Print the lines below without changing anything.

**Collected data entries:**
-- Start --
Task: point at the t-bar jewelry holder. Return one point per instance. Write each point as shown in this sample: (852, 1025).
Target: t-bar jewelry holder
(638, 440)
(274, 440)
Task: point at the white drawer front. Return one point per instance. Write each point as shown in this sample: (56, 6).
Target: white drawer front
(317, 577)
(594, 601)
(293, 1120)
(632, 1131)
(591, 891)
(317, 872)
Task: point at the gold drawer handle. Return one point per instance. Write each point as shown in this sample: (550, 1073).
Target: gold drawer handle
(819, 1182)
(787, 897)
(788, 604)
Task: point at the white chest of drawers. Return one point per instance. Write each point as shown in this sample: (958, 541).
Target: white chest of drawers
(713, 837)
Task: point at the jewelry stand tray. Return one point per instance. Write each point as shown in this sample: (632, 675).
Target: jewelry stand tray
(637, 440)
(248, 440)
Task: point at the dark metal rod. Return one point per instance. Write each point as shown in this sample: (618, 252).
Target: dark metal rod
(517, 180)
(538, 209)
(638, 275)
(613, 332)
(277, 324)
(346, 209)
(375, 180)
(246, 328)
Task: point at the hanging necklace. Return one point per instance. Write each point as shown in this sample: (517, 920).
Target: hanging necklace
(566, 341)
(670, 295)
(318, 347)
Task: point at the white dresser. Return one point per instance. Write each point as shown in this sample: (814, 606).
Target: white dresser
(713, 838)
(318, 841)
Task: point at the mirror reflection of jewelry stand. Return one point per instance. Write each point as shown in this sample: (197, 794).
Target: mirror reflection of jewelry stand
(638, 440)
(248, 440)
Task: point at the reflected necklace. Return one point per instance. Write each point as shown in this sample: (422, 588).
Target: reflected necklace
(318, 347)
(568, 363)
-- End --
**Solution:**
Task: point at the t-bar jewelry holder. Return one point per instance. Write each point as shown in this sample: (852, 1025).
Target: t-bar jewelry holder
(638, 440)
(274, 440)
Task: point at the white drawer front. Return one point per instance. Write each point as shown in this sample: (56, 6).
Target: white drawer front
(317, 577)
(594, 601)
(293, 1120)
(632, 1131)
(591, 891)
(317, 872)
Task: point at the gold drawer handle. Return one point per instance. Write each point as shown in this sample: (550, 1073).
Target: gold drawer handle
(819, 1182)
(787, 897)
(788, 604)
Task: point at the white chest of drawers. Return one point per instance. Write each point as shown in this sample: (958, 541).
Target: white chest of drawers
(713, 837)
Task: point at the jewelry stand tray. Return one point per instance. Write each point as shown in this sample: (632, 675).
Target: jewelry stand tray
(637, 440)
(248, 440)
Task: point at the dark metal rod. Return one point per instance. Write each point as shown in this sample: (618, 252).
Target: dark metal rod
(517, 180)
(538, 209)
(638, 275)
(613, 332)
(277, 324)
(346, 209)
(375, 180)
(246, 328)
Task: point at the hanging necklace. Return one point per instance. Write each point as shown in this sample: (517, 920).
Target: hanging necklace
(566, 341)
(670, 295)
(318, 347)
Task: point at the white dresser. Return one point per instance. Write each point as shown in this sample: (814, 606).
Target: white dresser
(713, 838)
(318, 841)
Task: point at the mirror reflection of jewelry stand. Return one point per instance. Write each point as shown in this sample: (197, 794).
Target: mirror reflection of jewelry stand
(638, 440)
(248, 440)
Task: point at the reflected necklace. Return one point per instance. Write each point as shown in this sample: (422, 588).
Target: reflected necklace
(318, 347)
(568, 363)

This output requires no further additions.